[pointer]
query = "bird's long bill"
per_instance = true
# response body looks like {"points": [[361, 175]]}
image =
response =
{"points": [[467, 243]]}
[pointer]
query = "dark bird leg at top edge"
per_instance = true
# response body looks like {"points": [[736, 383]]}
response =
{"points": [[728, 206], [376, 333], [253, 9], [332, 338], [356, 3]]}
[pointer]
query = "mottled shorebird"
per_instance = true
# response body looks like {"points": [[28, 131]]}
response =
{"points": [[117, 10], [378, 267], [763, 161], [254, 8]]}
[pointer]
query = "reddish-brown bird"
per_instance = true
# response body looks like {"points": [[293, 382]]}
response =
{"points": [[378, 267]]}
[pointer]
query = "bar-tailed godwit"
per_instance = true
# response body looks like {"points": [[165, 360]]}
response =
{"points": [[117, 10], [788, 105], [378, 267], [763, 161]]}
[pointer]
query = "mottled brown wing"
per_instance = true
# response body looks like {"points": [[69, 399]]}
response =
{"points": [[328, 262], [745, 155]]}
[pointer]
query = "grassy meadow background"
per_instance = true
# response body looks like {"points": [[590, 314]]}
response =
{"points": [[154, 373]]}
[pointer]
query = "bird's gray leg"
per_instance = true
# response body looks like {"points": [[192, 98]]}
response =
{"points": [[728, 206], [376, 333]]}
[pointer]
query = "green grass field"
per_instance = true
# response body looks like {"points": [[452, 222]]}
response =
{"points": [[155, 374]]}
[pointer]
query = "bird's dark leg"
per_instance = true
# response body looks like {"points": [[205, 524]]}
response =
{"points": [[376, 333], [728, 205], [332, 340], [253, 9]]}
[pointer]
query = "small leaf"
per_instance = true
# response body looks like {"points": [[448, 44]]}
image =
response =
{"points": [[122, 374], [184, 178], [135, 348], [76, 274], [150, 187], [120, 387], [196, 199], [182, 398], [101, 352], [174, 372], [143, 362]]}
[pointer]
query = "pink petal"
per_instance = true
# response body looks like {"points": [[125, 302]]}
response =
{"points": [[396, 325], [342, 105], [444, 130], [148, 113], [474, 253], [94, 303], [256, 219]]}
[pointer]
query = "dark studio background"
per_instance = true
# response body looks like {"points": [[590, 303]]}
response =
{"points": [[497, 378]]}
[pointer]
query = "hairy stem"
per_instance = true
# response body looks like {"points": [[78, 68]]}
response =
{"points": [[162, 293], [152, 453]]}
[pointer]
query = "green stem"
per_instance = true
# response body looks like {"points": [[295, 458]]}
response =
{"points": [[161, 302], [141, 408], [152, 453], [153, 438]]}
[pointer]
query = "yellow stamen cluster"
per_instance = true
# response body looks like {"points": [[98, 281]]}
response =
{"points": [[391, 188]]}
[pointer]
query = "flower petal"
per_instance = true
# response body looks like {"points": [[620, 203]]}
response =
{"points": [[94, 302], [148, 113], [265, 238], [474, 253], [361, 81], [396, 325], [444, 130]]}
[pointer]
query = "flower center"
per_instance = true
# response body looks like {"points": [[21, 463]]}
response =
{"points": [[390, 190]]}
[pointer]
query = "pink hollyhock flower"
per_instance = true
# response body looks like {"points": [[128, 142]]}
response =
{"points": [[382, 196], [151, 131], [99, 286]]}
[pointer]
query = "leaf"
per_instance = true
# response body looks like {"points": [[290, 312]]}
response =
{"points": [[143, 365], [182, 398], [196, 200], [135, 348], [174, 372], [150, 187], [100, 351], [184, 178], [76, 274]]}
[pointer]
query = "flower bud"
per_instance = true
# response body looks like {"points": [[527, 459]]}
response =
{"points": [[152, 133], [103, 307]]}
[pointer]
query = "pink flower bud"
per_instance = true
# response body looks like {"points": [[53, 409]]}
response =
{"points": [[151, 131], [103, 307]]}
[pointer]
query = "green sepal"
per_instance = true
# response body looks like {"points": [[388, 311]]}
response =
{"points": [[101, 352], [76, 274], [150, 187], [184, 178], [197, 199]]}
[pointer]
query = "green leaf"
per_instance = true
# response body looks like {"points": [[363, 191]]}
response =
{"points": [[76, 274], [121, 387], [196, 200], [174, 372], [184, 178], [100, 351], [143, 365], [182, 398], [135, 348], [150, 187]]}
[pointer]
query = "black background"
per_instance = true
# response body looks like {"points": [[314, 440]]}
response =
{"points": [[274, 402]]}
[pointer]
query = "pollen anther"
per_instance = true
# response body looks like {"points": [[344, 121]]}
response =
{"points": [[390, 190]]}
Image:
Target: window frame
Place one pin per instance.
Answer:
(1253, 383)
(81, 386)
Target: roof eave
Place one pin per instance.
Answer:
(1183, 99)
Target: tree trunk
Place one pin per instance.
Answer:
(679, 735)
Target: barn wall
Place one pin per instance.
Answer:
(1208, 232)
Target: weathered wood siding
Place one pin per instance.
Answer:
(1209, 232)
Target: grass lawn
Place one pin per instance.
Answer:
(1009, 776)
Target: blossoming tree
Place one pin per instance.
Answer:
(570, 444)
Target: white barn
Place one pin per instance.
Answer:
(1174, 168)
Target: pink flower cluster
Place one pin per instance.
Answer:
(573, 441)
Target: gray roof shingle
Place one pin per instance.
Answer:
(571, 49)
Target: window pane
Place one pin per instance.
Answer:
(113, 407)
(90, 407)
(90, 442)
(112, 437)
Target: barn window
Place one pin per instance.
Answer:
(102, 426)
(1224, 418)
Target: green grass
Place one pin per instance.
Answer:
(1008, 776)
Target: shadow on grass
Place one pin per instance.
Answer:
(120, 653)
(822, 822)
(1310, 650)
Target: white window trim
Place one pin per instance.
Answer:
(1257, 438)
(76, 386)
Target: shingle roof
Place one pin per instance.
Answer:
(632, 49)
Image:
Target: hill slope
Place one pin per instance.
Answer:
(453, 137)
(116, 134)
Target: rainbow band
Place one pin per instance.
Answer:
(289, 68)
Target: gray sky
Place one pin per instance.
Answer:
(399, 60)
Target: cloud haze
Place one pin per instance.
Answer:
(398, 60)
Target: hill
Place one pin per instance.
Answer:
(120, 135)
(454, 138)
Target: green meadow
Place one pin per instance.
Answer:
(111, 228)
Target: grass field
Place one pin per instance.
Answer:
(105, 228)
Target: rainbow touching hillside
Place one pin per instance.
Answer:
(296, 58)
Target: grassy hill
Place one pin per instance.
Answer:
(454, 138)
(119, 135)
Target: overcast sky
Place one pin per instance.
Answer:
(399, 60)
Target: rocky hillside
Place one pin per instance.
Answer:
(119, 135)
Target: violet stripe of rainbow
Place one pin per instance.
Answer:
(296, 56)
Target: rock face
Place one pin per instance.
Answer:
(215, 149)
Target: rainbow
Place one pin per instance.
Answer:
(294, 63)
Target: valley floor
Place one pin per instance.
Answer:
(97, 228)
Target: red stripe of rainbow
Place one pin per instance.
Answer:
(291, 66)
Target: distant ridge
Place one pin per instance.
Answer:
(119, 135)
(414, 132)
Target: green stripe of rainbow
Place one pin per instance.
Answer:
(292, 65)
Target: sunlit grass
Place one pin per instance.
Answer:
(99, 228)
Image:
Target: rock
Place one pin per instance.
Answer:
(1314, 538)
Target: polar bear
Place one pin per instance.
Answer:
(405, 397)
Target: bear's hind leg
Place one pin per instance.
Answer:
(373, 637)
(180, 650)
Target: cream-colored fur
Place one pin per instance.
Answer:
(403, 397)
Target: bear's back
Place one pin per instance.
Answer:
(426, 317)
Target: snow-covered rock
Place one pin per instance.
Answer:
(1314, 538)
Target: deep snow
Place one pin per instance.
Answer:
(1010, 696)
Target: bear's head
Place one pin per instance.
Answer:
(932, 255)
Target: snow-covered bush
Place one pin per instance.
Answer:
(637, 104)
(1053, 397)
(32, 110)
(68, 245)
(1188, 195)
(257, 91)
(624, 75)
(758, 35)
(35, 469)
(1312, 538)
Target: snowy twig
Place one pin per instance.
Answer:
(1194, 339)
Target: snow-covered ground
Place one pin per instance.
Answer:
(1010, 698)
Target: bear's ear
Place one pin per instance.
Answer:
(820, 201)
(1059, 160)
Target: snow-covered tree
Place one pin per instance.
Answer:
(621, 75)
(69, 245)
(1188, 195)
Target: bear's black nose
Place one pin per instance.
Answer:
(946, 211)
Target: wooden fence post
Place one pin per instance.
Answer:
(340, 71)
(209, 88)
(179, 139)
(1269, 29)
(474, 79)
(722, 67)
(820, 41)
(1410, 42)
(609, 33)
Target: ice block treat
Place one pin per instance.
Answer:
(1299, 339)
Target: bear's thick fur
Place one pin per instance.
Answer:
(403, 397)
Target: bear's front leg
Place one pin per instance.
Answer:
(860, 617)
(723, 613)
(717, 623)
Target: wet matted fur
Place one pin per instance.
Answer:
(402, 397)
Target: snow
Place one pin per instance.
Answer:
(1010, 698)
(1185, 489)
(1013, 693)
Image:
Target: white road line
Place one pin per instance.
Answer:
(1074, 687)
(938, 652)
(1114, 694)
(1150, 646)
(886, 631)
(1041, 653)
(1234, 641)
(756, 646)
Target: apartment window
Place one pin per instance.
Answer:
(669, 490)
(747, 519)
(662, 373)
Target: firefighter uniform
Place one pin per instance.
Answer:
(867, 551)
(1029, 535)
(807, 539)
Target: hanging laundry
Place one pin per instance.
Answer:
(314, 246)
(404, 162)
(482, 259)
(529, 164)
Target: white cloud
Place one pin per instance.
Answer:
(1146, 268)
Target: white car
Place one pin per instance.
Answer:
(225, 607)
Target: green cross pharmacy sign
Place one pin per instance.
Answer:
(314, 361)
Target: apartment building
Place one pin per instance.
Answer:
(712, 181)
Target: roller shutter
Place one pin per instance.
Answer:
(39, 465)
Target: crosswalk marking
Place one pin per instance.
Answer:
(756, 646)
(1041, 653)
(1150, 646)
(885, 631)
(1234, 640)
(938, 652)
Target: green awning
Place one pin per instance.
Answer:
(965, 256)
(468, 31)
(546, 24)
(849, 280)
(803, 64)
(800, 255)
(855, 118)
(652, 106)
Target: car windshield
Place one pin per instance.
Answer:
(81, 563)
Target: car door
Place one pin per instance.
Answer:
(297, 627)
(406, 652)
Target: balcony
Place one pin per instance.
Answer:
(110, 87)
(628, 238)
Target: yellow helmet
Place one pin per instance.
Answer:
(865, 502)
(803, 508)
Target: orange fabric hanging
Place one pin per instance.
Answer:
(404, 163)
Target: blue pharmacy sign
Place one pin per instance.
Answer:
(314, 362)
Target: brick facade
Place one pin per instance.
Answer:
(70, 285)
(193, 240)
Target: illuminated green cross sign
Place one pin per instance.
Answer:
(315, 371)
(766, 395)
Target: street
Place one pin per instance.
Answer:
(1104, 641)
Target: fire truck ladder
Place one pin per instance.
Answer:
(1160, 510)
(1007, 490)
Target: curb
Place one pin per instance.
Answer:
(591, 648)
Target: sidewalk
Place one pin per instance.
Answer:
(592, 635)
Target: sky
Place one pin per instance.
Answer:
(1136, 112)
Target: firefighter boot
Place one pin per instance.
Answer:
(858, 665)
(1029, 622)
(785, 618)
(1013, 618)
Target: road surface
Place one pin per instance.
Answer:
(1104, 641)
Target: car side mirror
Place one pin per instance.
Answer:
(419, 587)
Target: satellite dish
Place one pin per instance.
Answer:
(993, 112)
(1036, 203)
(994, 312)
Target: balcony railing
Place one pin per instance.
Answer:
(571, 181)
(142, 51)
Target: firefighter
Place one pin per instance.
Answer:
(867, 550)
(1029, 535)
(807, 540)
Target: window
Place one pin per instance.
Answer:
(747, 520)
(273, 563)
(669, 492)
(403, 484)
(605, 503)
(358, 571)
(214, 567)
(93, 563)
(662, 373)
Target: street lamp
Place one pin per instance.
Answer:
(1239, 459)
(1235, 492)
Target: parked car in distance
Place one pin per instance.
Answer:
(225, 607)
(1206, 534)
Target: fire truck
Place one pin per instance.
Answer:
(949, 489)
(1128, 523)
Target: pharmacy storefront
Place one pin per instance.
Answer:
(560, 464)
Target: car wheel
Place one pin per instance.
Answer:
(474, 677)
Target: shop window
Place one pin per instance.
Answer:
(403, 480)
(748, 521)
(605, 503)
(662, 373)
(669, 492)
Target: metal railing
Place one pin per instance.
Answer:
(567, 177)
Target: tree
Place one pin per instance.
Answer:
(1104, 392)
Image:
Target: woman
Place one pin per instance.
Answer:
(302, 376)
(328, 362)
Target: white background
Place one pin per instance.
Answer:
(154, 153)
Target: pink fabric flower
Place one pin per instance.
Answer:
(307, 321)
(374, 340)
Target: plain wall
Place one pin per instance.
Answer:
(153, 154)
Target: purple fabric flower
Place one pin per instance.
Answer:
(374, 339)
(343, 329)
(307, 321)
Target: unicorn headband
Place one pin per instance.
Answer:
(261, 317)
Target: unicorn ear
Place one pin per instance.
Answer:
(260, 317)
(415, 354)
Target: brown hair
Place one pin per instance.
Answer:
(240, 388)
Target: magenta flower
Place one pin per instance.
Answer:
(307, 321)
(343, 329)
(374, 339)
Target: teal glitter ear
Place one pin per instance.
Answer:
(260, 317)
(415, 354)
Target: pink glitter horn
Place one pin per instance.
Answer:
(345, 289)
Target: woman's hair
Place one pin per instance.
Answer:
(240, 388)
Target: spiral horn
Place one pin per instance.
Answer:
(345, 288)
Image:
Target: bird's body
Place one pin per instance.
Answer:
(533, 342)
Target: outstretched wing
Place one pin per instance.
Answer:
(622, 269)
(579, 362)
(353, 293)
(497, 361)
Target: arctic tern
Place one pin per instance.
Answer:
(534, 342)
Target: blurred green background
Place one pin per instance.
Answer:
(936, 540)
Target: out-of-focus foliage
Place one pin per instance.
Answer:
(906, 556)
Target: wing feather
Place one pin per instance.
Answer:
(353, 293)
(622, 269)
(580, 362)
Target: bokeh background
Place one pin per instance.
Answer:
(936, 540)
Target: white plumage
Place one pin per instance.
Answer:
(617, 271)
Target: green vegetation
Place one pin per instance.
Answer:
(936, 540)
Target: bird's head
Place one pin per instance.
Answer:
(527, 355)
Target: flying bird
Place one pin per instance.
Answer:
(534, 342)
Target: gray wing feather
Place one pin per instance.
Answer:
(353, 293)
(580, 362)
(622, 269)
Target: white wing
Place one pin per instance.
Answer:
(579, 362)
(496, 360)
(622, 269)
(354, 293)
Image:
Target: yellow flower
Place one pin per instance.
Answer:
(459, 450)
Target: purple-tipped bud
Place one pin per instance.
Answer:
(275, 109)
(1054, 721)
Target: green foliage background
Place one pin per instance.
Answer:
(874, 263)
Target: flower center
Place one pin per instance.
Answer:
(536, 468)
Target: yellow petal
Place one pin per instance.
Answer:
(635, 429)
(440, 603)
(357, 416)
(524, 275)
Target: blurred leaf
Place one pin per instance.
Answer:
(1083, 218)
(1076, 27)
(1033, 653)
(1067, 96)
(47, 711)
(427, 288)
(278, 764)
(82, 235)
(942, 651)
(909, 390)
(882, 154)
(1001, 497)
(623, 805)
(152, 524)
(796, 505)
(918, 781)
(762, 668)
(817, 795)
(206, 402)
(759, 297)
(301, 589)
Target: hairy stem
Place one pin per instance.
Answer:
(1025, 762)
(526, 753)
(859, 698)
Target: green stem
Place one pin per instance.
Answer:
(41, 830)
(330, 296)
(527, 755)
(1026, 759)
◆ ◆ ◆
Exercise:
Recast the lines of the listing, from the line containing "Target: snow-covered bush" through the line containing "(1059, 160)", as a Markdown table with the columns Row and Line. Number each line in Row, and omit any blank lines.

Answer to this problem:
| Row | Line |
|---|---|
| 1 | Target: snow-covered bush |
| 2 | Place one pin per instance. |
| 3 | Answer: |
| 4 | (637, 104) |
| 5 | (1053, 397) |
| 6 | (32, 110) |
| 7 | (68, 245) |
| 8 | (1188, 195) |
| 9 | (257, 91) |
| 10 | (624, 75) |
| 11 | (758, 35) |
| 12 | (35, 469) |
| 13 | (1312, 538) |
| 14 | Target: snowy twig |
| 15 | Place one pin per instance. |
| 16 | Answer: |
| 17 | (1194, 339) |
| 18 | Target: snow-covered ground |
| 19 | Place one pin per instance. |
| 20 | Answer: |
| 21 | (1010, 698) |
| 22 | Target: bear's ear |
| 23 | Place one pin per instance. |
| 24 | Answer: |
| 25 | (820, 201) |
| 26 | (1059, 160) |